Written exercise:
Copy every line from the one containing "query: wrought iron gate" through the last line of the rows below, requests included, and offset each bounding-box coordinate in the answers by adding 107.
begin
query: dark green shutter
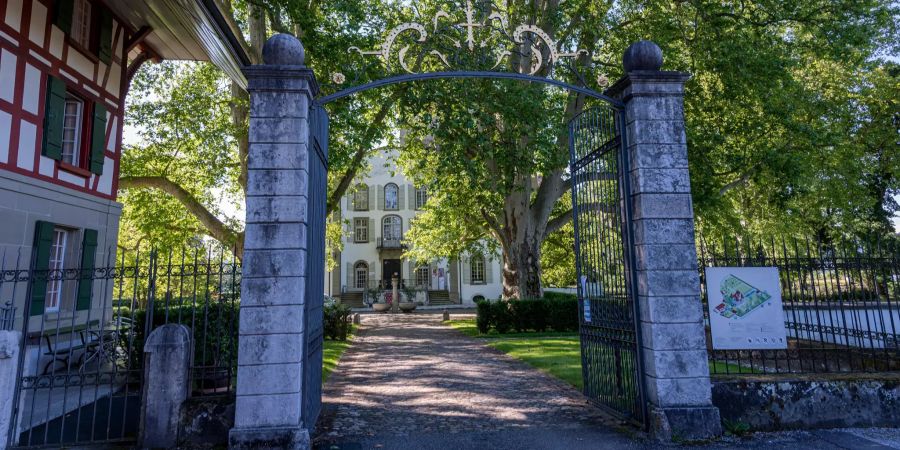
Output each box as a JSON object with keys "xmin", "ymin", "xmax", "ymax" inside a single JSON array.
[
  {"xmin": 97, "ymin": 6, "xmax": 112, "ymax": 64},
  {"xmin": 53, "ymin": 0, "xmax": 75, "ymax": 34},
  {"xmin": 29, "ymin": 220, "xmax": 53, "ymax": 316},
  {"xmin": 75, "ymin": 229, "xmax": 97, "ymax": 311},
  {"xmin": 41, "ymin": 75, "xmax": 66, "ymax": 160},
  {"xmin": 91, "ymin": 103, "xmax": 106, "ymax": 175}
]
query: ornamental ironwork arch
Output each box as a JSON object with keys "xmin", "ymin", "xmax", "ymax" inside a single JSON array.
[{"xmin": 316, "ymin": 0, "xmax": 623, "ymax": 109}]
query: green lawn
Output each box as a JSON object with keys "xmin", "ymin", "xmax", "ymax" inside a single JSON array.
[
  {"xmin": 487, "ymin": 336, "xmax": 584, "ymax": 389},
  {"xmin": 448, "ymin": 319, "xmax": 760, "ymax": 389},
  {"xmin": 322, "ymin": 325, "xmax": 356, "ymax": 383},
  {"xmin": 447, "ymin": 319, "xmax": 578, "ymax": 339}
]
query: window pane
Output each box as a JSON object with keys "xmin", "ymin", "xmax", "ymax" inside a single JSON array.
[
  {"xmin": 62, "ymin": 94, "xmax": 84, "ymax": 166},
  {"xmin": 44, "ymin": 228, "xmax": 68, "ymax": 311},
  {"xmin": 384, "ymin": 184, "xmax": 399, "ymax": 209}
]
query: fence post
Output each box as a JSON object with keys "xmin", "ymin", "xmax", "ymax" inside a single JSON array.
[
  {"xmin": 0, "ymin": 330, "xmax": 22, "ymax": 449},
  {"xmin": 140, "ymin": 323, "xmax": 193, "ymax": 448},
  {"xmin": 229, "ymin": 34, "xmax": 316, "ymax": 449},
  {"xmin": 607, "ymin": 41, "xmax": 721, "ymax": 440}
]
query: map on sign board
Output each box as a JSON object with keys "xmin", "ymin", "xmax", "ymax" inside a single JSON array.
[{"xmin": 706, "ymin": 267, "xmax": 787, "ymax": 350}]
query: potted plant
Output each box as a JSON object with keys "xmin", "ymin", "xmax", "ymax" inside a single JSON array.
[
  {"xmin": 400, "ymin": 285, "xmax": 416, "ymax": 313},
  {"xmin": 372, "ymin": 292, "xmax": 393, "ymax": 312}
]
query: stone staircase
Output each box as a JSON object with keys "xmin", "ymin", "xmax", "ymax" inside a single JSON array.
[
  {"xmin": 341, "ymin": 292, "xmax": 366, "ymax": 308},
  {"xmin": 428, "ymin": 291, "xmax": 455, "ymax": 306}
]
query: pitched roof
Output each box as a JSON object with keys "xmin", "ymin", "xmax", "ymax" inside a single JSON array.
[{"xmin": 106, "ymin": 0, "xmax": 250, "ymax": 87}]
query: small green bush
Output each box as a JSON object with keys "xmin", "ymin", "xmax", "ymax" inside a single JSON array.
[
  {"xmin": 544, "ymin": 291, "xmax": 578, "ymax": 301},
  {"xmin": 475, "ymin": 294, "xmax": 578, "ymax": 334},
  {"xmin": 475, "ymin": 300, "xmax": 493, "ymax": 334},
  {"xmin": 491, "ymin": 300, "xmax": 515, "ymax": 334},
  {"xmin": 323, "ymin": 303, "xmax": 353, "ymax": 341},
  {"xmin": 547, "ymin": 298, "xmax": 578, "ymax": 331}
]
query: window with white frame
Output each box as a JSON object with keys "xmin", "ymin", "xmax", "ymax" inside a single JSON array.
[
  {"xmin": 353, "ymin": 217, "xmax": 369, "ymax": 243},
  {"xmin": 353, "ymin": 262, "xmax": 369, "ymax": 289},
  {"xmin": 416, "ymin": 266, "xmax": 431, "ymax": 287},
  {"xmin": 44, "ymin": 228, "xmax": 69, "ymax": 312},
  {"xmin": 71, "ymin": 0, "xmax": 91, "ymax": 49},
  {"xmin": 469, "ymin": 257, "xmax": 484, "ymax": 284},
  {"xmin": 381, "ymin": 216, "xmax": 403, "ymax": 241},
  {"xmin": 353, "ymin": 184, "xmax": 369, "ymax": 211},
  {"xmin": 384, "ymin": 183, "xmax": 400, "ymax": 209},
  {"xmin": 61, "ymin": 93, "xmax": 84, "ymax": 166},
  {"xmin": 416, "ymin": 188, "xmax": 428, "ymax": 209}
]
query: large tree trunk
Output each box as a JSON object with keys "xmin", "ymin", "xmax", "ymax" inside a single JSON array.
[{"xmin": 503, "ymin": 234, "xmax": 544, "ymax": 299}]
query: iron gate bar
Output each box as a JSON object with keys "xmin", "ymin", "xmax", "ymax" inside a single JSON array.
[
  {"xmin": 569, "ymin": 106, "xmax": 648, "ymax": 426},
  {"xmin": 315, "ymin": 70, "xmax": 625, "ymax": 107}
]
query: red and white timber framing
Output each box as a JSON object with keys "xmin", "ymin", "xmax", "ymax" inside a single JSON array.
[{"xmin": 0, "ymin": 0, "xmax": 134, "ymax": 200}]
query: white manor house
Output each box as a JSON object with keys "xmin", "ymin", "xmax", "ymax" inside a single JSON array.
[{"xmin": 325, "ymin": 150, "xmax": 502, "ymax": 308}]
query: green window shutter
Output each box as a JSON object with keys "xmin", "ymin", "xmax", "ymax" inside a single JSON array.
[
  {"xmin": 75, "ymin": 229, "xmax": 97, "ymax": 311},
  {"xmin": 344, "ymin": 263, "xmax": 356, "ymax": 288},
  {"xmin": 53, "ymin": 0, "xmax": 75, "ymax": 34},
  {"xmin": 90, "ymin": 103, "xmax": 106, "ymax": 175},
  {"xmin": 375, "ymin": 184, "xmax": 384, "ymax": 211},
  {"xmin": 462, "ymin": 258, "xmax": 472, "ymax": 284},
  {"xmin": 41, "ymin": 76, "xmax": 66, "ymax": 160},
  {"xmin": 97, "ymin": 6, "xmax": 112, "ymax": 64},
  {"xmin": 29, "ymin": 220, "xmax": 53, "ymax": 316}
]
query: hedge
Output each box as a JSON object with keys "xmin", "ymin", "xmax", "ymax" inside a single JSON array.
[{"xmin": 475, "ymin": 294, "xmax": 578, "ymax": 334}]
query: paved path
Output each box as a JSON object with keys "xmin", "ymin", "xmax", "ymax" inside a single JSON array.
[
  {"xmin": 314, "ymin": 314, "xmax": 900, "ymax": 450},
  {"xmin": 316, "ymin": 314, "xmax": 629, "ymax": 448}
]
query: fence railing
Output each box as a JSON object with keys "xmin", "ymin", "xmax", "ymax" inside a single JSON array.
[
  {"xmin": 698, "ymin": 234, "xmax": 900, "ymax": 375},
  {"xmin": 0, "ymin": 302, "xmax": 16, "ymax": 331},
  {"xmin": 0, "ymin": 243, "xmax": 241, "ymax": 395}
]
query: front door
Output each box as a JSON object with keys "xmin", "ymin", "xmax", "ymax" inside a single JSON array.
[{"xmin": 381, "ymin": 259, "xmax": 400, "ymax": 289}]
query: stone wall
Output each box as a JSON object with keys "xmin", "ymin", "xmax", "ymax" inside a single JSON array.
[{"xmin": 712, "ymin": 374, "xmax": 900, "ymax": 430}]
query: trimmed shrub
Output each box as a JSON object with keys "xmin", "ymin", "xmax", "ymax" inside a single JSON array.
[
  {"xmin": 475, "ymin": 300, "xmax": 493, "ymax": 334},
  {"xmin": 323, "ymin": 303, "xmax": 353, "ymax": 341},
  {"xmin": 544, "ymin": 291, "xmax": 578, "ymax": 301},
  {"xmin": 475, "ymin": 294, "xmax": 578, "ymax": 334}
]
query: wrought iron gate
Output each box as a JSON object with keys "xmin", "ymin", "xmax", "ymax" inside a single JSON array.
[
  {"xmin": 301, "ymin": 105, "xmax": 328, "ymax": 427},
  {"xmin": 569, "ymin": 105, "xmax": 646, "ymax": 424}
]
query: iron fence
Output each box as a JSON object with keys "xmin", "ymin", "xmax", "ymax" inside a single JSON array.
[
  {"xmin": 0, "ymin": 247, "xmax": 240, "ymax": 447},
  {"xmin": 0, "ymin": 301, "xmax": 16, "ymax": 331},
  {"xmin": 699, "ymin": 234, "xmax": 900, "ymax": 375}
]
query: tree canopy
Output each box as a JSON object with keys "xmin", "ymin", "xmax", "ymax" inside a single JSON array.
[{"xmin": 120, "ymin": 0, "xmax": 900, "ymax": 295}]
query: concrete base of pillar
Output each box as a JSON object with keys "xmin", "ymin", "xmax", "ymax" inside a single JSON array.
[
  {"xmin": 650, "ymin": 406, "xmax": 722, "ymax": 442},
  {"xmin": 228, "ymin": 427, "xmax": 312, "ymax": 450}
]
end
Exercise result:
query: wrought iron gate
Output each box as a JSON object with keys "xmin", "ymin", "xmax", "ymax" inside a single JSON array.
[
  {"xmin": 408, "ymin": 212, "xmax": 435, "ymax": 534},
  {"xmin": 676, "ymin": 212, "xmax": 753, "ymax": 531}
]
query: iron fence
Output each box as a JSON object with keys "xmin", "ymin", "xmax", "ymax" inside a single JSON array.
[
  {"xmin": 107, "ymin": 354, "xmax": 347, "ymax": 554},
  {"xmin": 107, "ymin": 408, "xmax": 123, "ymax": 438},
  {"xmin": 806, "ymin": 341, "xmax": 1007, "ymax": 482}
]
query: tree canopy
Output each box as a JSON object with keys "xmin", "ymin", "xmax", "ymax" inside a single JSON array.
[{"xmin": 227, "ymin": 107, "xmax": 1007, "ymax": 402}]
query: concrete base of pillar
Output each box as a JSON object with keys "xmin", "ymin", "xmax", "ymax" inside a single JSON array.
[
  {"xmin": 757, "ymin": 513, "xmax": 829, "ymax": 549},
  {"xmin": 335, "ymin": 534, "xmax": 419, "ymax": 557}
]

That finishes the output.